▸ What to work on: Take the line with "positive clicks: (285, 949) (498, 937)" and all lines after it, through the end of the records below, and repeat them exactly.
* * *
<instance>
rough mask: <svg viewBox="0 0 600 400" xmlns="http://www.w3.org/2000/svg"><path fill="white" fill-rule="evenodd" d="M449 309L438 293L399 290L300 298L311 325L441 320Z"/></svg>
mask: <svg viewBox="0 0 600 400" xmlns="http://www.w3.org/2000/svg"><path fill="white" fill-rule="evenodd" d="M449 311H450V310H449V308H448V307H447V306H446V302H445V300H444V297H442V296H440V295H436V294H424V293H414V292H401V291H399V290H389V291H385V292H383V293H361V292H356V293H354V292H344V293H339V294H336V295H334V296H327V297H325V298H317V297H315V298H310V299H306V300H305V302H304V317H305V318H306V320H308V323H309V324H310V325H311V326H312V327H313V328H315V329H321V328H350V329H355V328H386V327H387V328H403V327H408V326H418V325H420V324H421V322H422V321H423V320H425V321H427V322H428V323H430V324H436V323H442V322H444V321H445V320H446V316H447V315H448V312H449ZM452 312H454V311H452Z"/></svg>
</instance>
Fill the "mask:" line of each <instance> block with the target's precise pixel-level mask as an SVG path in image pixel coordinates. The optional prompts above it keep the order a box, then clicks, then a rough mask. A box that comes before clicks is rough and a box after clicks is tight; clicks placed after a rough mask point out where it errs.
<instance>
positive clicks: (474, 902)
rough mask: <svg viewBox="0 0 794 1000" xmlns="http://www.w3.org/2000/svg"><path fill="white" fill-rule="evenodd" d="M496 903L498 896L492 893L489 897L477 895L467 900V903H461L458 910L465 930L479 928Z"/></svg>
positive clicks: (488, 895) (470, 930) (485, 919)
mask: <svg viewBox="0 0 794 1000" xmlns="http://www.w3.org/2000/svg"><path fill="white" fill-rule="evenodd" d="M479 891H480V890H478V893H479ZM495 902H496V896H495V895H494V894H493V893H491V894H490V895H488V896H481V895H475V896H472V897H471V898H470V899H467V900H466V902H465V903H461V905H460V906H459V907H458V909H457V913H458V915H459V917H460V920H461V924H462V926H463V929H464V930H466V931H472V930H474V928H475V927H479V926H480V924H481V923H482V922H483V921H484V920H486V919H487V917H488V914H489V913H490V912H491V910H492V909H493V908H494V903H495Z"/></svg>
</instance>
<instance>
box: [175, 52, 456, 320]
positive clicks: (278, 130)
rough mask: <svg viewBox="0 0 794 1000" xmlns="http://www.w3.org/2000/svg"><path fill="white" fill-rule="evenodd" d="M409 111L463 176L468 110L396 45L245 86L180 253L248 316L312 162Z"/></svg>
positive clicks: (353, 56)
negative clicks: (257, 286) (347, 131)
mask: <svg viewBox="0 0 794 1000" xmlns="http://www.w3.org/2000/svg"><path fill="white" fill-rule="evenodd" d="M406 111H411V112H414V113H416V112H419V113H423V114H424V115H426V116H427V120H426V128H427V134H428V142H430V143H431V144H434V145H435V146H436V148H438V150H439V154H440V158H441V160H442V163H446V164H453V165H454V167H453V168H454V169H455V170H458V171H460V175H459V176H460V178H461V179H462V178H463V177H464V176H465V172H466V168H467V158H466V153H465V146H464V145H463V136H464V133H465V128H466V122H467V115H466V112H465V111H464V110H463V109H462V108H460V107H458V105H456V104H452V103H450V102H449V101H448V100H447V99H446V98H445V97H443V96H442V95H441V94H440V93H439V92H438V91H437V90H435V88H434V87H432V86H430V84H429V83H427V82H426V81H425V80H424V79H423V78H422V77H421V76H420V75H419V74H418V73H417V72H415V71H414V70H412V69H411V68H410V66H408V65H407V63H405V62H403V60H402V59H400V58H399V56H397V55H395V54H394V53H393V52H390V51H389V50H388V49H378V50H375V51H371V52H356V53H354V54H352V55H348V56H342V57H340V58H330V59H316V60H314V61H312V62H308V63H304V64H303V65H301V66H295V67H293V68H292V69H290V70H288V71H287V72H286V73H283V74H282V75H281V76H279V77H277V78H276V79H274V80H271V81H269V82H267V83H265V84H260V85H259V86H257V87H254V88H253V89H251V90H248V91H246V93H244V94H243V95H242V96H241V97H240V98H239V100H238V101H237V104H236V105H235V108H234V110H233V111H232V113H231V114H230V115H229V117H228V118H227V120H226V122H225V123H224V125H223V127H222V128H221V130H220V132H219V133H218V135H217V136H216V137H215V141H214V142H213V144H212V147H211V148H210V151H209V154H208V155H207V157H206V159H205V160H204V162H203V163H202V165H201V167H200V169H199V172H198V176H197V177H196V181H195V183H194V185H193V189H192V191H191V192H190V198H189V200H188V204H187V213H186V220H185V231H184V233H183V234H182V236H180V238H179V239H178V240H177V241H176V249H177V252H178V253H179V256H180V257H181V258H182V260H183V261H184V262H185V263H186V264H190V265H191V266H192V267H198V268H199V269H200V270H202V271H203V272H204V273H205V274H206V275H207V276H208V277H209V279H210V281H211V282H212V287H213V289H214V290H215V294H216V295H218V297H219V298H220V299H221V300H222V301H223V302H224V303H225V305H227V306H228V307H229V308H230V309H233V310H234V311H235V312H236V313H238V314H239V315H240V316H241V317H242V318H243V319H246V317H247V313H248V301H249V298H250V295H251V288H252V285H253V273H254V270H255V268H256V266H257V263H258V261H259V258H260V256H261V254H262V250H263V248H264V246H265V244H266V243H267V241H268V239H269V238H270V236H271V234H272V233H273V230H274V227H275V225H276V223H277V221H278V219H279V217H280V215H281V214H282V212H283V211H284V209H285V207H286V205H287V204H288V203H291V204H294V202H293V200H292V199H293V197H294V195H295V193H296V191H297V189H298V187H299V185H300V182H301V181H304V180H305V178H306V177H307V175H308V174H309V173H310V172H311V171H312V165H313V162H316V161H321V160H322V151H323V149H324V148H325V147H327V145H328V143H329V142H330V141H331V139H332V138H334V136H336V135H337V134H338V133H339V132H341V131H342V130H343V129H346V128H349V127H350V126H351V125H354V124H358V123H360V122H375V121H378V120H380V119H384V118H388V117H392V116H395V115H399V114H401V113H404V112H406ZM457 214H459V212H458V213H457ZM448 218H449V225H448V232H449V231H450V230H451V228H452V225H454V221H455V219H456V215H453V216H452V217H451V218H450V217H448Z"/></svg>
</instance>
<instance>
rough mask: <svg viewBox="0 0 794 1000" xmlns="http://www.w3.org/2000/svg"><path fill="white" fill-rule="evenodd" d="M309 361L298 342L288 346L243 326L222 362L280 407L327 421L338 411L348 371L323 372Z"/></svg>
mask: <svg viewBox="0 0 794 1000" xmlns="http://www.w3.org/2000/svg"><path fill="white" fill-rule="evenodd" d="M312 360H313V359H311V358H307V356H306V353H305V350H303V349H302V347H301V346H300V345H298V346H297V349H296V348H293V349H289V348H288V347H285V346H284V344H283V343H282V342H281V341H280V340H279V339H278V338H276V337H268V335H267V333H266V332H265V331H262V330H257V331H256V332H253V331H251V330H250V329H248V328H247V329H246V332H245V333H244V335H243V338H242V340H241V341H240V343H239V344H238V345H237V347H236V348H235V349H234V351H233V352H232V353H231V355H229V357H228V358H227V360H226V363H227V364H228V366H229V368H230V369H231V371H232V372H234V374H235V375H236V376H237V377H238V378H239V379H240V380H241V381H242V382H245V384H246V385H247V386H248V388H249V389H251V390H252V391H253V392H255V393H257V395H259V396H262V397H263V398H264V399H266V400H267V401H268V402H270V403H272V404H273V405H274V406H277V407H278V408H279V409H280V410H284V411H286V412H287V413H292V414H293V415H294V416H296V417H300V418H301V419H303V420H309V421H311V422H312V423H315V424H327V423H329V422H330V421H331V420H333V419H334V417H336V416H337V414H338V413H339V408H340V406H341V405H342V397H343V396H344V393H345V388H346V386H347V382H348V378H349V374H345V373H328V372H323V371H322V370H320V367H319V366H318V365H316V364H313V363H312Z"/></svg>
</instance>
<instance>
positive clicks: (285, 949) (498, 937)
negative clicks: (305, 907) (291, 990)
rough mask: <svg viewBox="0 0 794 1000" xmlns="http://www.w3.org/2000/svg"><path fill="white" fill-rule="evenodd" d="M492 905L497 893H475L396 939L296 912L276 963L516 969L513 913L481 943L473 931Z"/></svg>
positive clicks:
* * *
▸ Result of this exercise:
positive clicks: (285, 949) (498, 937)
negative clicks: (305, 907) (291, 990)
rough mask: <svg viewBox="0 0 794 1000" xmlns="http://www.w3.org/2000/svg"><path fill="white" fill-rule="evenodd" d="M492 905L497 893H475L396 939L296 912L276 963L516 969L513 913L481 943L473 931Z"/></svg>
positive clicks:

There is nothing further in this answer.